130.4.1 To reflect a capital gain in respect of the disposal by the taxpayer of the shares he held in NMC to the Nesongozwi Family Trust, in the amount of R115 700 000 (R231 400 000X50%);

130.4.2 To reflect a donation in respect of the disposal by the taxpayer of the shares he held in NMC to the Nesongozwi Family Trust, on the amount of R115 125 725 (R115 700 000—R547 725);

130.5 The imposition of a 10% understatement penalty in terms of section 222 and 223 of the TAA is confirmed.

130.6 The imposition of interest in terms of section 89quat of the Income Tax Act 58 of 1961 is confirmed.

130.7 The taxpayer is ordered to pay 50% of the costs of this appeal including 50 % of the qualifying fees of the following expert witnesses:

(a) Mr A Clay;

(b) Mr D Thayser;

(c) Mr A McDonald.’

 

[8] In his appeal to the full court, the taxpayer raised two grounds of appeal. They were that the tax court had erred in not discounting the value of Umthombo’s shares as a result of the potential joint venture agreements envisaged by the consultancy agreement with Sumo; and that the tax court had erred in ordering the taxpayer to pay 50 percent of the costs and the qualifying fees of the Commissioner’s expert witnesses.

 

[9] A day before the appeal was argued, the taxpayer gave notice of his intention to apply for an amendment of the notice of appeal to introduce two further grounds, namely that the valuation method applied by the Commissioner’s experts was an incorrect one and that Umthombo’s mineral resources were incorrectly categorized. The full court disallowed the amendment in respect of the first issue but allowed it in respect of the second issue. It concluded, however, that there was no merit in any of the grounds of appeal before it and dismissed the appeal.

 

[10] From the taxpayer’s heads of argument, it appears that he wishes to revisit (a) whether the method used to determine the market value of the shares was the appropriate method; (b) whether the impact of the consultancy agreement between Sumo and Umthombo was taken into account correctly; and (c) whether Umthombo’s mineral resources were correctly characterized. This raises an important point of principle anterior to the merits, namely whether these points are properly before this court as grounds of appeal. I say this because the tax court is a creature of statute with the result that, as was held in Lion Match Company (Pty) Ltd v Commissioner for the South African Revenue Service,1 ‘the scope of its jurisdiction, its powers and the ambit of any right of appeal from its decisions’ are defined in the Tax Administration Act 28 of 2011 (the TAA).

^^^^

■ **The tasks**:
1) In the judgment excerpt, what was the rate of the understatement penalty whose imposition was confirmed?
2) Quote the judgment excerpt between "130.4.1 To reflect" and "TAA is confirmed.", inclusive.
The records that come next are separate material, unrelated to the judgment excerpt.

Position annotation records

^^^^

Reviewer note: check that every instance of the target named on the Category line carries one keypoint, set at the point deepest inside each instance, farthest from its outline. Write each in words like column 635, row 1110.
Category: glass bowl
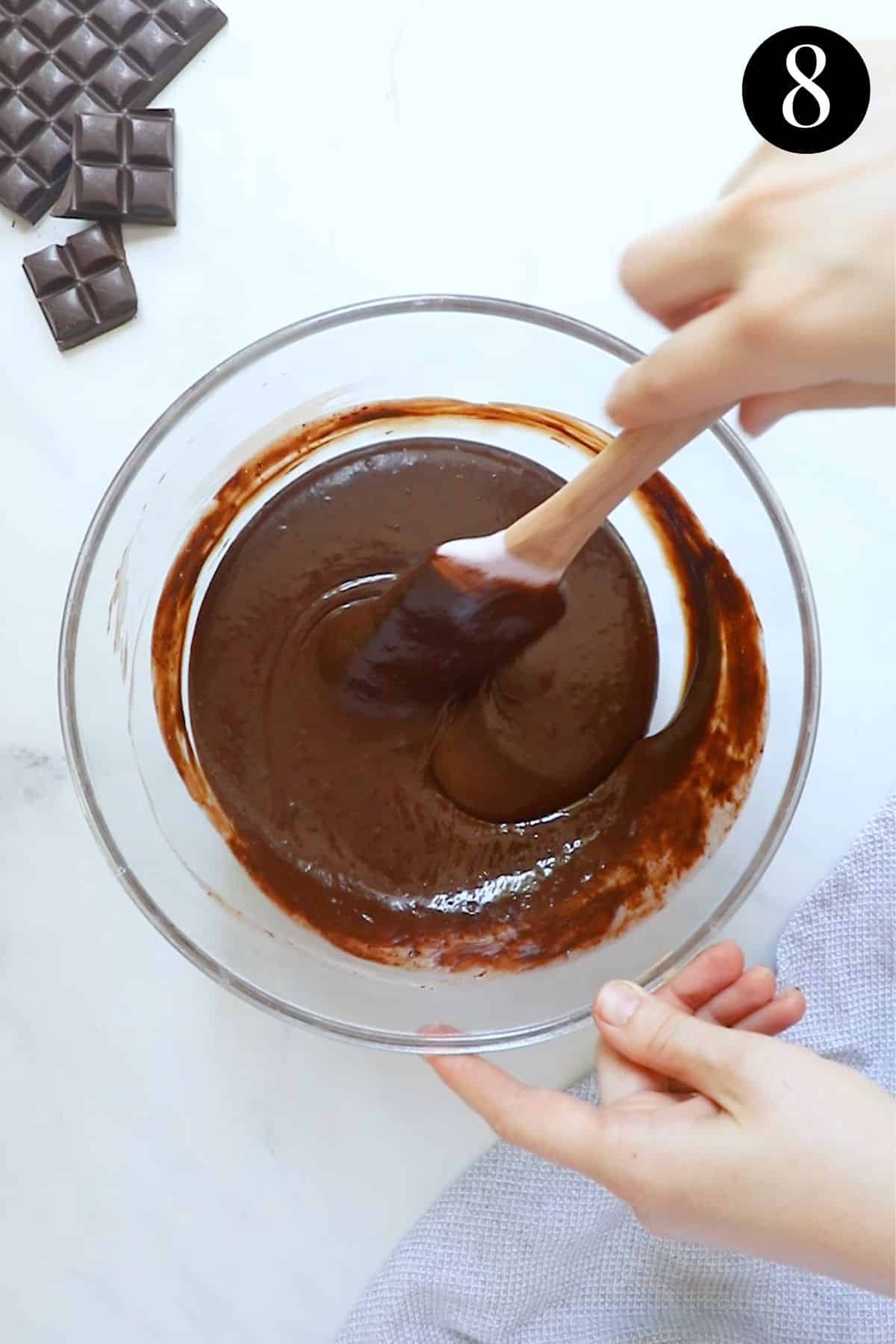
column 161, row 846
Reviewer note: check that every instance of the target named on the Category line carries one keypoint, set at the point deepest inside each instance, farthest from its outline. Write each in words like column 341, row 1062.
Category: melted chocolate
column 344, row 818
column 438, row 633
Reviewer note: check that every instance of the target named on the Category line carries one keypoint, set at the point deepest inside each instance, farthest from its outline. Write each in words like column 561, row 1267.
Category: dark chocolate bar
column 63, row 57
column 122, row 167
column 84, row 285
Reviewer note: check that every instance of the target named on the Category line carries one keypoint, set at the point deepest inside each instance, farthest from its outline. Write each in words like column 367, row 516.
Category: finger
column 707, row 1058
column 711, row 972
column 706, row 976
column 761, row 413
column 785, row 1011
column 716, row 359
column 753, row 991
column 553, row 1125
column 680, row 265
column 761, row 156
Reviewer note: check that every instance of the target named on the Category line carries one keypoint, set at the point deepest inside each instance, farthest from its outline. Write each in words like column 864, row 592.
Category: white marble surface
column 173, row 1166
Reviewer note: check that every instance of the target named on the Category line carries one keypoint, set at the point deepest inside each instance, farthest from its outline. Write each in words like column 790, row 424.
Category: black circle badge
column 806, row 89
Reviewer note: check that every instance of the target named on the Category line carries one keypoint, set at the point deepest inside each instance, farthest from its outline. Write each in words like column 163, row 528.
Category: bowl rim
column 376, row 1038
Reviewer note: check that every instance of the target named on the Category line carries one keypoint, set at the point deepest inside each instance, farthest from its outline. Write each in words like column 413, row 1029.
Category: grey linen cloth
column 519, row 1251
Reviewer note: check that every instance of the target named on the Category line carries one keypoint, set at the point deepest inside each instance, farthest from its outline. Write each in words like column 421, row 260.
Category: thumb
column 761, row 413
column 709, row 1058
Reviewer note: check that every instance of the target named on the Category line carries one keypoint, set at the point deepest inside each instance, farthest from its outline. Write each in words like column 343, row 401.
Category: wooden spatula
column 477, row 603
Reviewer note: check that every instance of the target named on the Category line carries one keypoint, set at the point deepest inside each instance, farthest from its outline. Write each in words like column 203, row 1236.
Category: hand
column 781, row 296
column 714, row 1136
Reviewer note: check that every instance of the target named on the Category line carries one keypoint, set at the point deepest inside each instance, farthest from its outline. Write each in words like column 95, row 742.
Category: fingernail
column 618, row 1001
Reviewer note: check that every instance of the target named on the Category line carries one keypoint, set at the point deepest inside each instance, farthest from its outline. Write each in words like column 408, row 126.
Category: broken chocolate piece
column 84, row 287
column 122, row 167
column 60, row 58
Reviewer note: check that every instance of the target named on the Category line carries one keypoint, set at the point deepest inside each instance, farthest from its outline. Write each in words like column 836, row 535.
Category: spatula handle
column 554, row 532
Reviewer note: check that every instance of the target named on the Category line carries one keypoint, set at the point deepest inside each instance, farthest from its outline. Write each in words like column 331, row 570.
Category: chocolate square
column 65, row 57
column 84, row 287
column 122, row 167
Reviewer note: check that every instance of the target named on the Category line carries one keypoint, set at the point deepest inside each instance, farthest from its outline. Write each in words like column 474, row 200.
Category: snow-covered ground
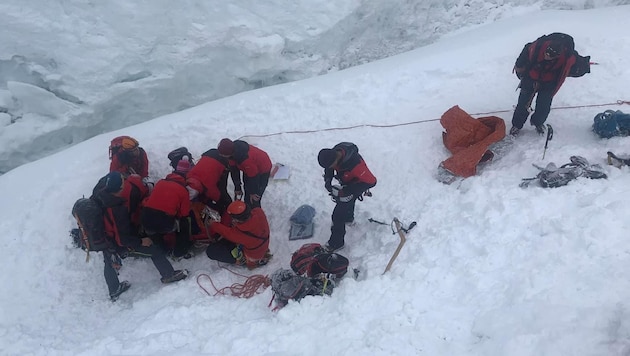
column 491, row 268
column 70, row 70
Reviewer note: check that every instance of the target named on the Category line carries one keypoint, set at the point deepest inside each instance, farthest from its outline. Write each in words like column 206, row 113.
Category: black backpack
column 91, row 234
column 312, row 259
column 287, row 285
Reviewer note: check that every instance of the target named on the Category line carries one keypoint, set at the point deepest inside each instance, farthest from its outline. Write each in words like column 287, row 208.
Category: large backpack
column 312, row 259
column 91, row 235
column 611, row 123
column 286, row 286
column 116, row 144
column 178, row 154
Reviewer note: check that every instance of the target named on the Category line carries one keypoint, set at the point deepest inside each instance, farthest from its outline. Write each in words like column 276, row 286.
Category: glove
column 328, row 186
column 211, row 214
column 192, row 193
column 148, row 182
column 339, row 196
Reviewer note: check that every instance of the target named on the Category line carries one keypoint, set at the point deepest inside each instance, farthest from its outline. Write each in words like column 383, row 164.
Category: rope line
column 342, row 128
column 253, row 285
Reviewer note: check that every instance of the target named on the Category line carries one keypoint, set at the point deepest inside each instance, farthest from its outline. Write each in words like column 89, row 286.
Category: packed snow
column 101, row 66
column 490, row 269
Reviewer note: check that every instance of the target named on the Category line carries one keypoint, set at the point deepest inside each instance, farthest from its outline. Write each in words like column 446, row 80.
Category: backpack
column 302, row 226
column 312, row 259
column 178, row 154
column 91, row 235
column 116, row 144
column 286, row 286
column 611, row 123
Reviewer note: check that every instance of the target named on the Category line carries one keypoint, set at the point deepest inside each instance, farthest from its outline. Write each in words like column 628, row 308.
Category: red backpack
column 312, row 259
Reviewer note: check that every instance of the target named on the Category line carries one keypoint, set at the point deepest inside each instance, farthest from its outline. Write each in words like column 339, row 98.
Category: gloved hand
column 192, row 193
column 328, row 185
column 339, row 196
column 148, row 182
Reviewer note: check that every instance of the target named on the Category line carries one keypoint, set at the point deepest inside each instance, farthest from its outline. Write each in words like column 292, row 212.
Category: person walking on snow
column 255, row 165
column 542, row 67
column 344, row 163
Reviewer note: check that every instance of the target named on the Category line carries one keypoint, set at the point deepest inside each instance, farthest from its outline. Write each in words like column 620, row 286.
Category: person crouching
column 168, row 210
column 246, row 242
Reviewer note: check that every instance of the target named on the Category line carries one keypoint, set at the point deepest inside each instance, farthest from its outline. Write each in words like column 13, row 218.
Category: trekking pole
column 400, row 245
column 549, row 137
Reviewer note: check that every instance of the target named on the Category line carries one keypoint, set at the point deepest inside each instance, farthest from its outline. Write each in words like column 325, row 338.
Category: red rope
column 618, row 102
column 248, row 289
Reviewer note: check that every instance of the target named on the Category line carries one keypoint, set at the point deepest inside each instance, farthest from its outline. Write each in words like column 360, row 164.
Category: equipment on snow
column 302, row 226
column 89, row 216
column 312, row 260
column 403, row 239
column 178, row 154
column 611, row 123
column 471, row 142
column 553, row 177
column 617, row 161
column 287, row 285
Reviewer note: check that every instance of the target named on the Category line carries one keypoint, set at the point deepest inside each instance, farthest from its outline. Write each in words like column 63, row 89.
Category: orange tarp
column 468, row 139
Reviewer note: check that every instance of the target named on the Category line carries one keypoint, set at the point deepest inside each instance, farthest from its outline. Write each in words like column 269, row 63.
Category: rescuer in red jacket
column 255, row 165
column 168, row 210
column 246, row 242
column 344, row 163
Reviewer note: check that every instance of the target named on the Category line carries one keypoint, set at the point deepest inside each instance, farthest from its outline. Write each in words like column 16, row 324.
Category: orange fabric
column 468, row 139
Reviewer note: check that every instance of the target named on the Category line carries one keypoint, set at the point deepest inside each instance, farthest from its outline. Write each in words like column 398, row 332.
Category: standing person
column 127, row 157
column 255, row 165
column 118, row 229
column 344, row 163
column 207, row 180
column 168, row 209
column 246, row 242
column 542, row 67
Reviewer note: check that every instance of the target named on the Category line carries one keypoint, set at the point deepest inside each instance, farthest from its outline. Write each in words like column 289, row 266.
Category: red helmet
column 239, row 210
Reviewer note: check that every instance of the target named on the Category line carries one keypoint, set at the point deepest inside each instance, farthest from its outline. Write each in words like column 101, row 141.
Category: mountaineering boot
column 177, row 276
column 122, row 288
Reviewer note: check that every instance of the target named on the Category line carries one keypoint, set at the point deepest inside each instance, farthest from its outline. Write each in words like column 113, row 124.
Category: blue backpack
column 611, row 123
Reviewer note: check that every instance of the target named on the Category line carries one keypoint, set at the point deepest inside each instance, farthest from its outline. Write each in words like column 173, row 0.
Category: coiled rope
column 253, row 285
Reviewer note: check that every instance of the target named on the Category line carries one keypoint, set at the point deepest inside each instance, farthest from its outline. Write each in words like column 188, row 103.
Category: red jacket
column 532, row 61
column 253, row 162
column 253, row 234
column 134, row 192
column 209, row 175
column 351, row 171
column 126, row 164
column 170, row 196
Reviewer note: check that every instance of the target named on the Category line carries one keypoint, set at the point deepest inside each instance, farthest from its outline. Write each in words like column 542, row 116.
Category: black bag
column 91, row 235
column 286, row 286
column 178, row 154
column 312, row 259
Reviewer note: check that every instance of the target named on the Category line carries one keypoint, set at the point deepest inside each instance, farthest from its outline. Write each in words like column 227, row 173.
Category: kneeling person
column 168, row 210
column 246, row 242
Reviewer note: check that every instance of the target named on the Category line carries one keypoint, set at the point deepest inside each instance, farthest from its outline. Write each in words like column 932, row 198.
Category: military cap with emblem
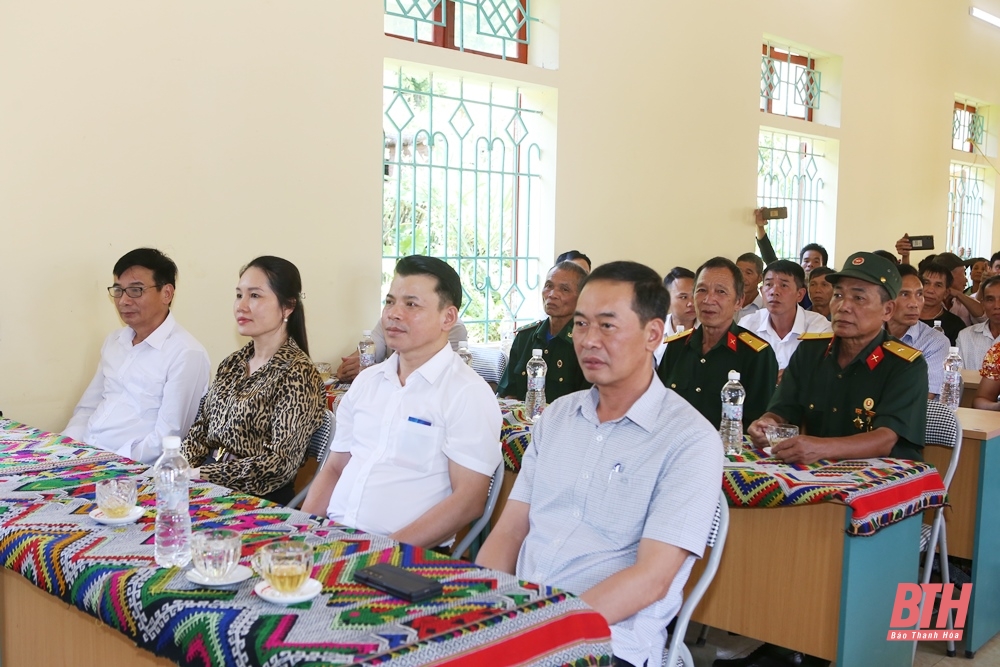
column 870, row 268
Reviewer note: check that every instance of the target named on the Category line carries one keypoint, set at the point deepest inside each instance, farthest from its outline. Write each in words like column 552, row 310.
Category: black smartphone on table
column 401, row 583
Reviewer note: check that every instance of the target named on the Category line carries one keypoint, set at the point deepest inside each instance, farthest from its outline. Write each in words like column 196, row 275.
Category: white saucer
column 133, row 516
column 239, row 573
column 308, row 591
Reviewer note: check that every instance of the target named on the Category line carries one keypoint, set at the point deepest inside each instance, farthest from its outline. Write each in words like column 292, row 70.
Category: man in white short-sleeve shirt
column 152, row 373
column 619, row 487
column 782, row 321
column 418, row 436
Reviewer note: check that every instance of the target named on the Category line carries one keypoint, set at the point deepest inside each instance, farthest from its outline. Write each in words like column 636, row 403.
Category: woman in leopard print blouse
column 267, row 398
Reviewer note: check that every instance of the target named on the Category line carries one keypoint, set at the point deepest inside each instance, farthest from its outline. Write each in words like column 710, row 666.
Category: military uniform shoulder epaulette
column 678, row 335
column 752, row 341
column 821, row 335
column 528, row 326
column 901, row 350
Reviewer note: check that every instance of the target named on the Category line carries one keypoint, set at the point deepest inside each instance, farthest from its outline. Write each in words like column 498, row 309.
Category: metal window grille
column 965, row 210
column 789, row 83
column 967, row 128
column 788, row 175
column 460, row 183
column 497, row 28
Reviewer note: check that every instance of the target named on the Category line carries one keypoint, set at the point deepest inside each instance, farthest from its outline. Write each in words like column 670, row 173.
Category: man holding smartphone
column 617, row 492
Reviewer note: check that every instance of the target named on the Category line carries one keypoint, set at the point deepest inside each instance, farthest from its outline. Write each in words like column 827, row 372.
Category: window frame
column 444, row 35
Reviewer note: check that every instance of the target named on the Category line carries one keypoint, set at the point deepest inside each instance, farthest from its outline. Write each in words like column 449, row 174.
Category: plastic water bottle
column 731, row 425
column 366, row 350
column 173, row 523
column 951, row 390
column 534, row 401
column 463, row 351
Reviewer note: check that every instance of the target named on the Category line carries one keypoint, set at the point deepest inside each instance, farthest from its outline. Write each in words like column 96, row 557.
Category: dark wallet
column 399, row 582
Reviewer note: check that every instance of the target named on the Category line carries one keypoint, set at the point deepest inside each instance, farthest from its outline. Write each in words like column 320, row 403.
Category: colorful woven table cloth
column 47, row 535
column 515, row 433
column 879, row 492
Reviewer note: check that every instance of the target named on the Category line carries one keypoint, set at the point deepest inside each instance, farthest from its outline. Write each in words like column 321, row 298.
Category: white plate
column 239, row 573
column 133, row 516
column 308, row 591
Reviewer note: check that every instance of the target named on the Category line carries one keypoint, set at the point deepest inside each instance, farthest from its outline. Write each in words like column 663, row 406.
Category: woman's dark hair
column 286, row 283
column 650, row 298
column 570, row 255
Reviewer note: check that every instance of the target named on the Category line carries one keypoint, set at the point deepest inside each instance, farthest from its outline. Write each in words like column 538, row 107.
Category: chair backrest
column 717, row 542
column 480, row 524
column 489, row 362
column 943, row 429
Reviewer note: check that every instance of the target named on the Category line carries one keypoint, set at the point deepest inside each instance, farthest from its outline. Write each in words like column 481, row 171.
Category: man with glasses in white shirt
column 152, row 373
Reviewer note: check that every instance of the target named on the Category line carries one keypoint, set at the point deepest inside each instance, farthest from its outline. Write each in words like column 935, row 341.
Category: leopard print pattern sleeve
column 263, row 420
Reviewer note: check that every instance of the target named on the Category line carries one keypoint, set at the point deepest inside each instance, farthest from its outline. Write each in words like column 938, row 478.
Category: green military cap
column 872, row 269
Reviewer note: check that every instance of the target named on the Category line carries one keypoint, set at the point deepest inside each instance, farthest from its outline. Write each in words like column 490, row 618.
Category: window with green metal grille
column 788, row 174
column 789, row 83
column 967, row 186
column 460, row 183
column 967, row 128
column 496, row 28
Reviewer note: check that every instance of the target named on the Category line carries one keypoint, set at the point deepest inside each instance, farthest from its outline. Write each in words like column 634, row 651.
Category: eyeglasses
column 134, row 291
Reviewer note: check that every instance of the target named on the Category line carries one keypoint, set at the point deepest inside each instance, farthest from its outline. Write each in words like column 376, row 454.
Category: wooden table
column 973, row 518
column 971, row 379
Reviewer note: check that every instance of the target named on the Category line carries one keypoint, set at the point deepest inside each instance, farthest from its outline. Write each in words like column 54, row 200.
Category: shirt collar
column 643, row 413
column 155, row 339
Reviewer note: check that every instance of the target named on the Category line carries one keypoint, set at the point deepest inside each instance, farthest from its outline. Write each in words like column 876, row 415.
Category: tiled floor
column 929, row 654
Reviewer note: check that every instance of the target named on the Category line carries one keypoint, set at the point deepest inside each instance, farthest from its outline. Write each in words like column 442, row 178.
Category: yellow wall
column 221, row 130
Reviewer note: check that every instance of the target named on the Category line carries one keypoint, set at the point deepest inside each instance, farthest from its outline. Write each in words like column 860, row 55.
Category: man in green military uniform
column 697, row 362
column 553, row 336
column 857, row 393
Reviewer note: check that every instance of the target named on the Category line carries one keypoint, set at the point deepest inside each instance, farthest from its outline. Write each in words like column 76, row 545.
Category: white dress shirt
column 934, row 346
column 142, row 393
column 401, row 438
column 805, row 322
column 973, row 344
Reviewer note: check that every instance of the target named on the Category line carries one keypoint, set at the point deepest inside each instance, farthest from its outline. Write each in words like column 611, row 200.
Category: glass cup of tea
column 779, row 433
column 215, row 553
column 116, row 497
column 285, row 565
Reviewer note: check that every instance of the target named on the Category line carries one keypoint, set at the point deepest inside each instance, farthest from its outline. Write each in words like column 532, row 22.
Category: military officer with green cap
column 553, row 336
column 857, row 393
column 697, row 362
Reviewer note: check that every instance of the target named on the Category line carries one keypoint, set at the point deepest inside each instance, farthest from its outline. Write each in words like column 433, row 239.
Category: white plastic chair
column 679, row 654
column 942, row 429
column 319, row 447
column 483, row 521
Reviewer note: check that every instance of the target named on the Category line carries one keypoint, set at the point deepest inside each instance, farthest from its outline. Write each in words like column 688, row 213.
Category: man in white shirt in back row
column 152, row 373
column 418, row 436
column 975, row 341
column 782, row 321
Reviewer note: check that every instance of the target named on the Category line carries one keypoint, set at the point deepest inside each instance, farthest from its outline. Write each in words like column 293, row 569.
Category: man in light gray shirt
column 617, row 492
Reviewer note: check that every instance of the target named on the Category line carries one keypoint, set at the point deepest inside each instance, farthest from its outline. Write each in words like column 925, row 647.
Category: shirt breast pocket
column 418, row 447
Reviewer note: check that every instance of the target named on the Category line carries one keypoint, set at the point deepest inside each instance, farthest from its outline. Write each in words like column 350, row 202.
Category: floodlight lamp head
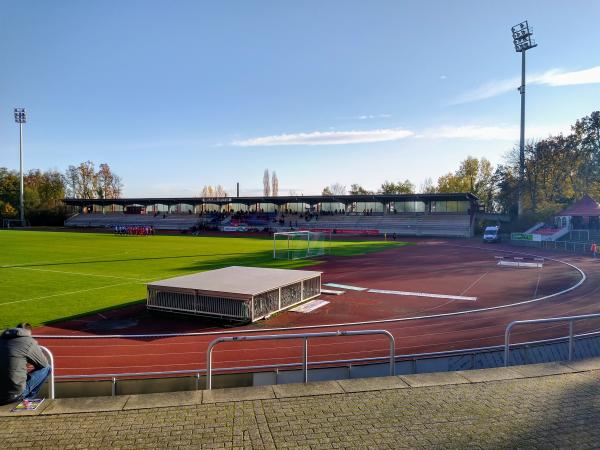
column 20, row 115
column 522, row 37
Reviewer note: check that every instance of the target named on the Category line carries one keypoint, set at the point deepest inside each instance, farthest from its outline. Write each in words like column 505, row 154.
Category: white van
column 491, row 234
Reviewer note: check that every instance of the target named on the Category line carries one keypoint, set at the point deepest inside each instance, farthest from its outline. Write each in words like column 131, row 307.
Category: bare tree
column 109, row 183
column 266, row 184
column 274, row 184
column 72, row 181
column 88, row 179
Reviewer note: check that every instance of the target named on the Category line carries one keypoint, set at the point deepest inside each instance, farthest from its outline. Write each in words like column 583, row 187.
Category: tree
column 274, row 185
column 109, row 184
column 88, row 180
column 266, row 185
column 356, row 189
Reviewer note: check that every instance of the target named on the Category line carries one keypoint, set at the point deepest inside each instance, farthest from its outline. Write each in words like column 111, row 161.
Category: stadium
column 275, row 225
column 407, row 265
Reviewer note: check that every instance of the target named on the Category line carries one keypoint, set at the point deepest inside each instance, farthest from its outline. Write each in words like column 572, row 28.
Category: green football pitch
column 49, row 276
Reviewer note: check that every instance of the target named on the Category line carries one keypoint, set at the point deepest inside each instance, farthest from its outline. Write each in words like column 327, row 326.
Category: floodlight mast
column 21, row 118
column 522, row 38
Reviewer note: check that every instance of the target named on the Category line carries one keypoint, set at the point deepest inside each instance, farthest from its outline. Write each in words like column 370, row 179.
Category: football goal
column 300, row 244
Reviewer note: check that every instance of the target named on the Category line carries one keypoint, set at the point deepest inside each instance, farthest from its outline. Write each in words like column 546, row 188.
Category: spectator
column 23, row 366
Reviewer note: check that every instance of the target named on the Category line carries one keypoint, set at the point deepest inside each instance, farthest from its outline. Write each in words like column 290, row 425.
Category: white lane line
column 310, row 306
column 520, row 264
column 345, row 286
column 423, row 294
column 77, row 273
column 67, row 293
column 331, row 292
column 473, row 283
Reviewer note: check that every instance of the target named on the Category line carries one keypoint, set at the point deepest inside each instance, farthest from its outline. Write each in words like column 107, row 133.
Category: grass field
column 49, row 276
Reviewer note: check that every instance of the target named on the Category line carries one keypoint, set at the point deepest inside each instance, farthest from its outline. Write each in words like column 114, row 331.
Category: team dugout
column 377, row 204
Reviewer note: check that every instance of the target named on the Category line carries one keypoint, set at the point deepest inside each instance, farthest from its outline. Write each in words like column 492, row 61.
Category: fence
column 52, row 376
column 569, row 319
column 305, row 337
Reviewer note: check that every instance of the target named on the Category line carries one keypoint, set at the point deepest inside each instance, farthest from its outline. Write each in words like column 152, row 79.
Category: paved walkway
column 542, row 406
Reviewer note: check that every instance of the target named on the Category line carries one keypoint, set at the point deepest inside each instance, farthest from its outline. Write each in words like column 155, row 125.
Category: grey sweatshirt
column 17, row 348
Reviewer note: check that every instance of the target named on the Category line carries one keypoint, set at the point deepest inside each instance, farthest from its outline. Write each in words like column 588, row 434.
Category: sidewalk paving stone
column 584, row 364
column 434, row 379
column 238, row 394
column 372, row 384
column 541, row 370
column 309, row 389
column 87, row 404
column 495, row 374
column 163, row 399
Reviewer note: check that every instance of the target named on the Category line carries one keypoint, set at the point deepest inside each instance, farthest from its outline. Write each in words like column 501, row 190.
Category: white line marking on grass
column 423, row 294
column 77, row 273
column 473, row 283
column 67, row 293
column 345, row 286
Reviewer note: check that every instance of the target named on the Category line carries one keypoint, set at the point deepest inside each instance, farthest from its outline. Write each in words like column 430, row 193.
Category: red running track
column 419, row 324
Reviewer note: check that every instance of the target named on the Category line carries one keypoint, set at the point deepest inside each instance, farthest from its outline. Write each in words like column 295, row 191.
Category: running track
column 418, row 324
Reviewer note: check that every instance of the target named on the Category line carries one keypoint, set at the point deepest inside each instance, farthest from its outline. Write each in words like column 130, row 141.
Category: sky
column 181, row 94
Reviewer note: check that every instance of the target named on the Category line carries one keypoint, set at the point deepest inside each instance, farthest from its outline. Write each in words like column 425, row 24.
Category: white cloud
column 492, row 132
column 553, row 77
column 327, row 138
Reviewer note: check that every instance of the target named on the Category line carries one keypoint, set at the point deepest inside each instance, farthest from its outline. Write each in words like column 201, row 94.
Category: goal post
column 300, row 244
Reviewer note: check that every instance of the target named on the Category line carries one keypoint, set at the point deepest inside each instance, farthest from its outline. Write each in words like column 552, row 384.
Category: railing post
column 48, row 353
column 305, row 360
column 507, row 343
column 392, row 354
column 570, row 340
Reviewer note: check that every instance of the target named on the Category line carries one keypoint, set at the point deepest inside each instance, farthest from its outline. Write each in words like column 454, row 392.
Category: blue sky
column 175, row 95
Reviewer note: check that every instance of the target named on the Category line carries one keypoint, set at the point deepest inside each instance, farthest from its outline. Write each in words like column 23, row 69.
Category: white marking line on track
column 473, row 283
column 78, row 273
column 423, row 294
column 310, row 306
column 67, row 293
column 520, row 264
column 345, row 286
column 331, row 292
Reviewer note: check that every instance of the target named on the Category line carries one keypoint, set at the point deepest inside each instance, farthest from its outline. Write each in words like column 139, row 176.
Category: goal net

^^^^

■ **Responses**:
1) 10%

2)
130.4.1 To reflect a capital gain in respect of the disposal by the taxpayer of the shares he held in NMC to the Nesongozwi Family Trust, in the amount of R115 700 000 (R231 400 000X50%);

130.4.2 To reflect a donation in respect of the disposal by the taxpayer of the shares he held in NMC to the Nesongozwi Family Trust, on the amount of R115 125 725 (R115 700 000—R547 725);

130.5 The imposition of a 10% understatement penalty in terms of section 222 and 223 of the TAA is confirmed.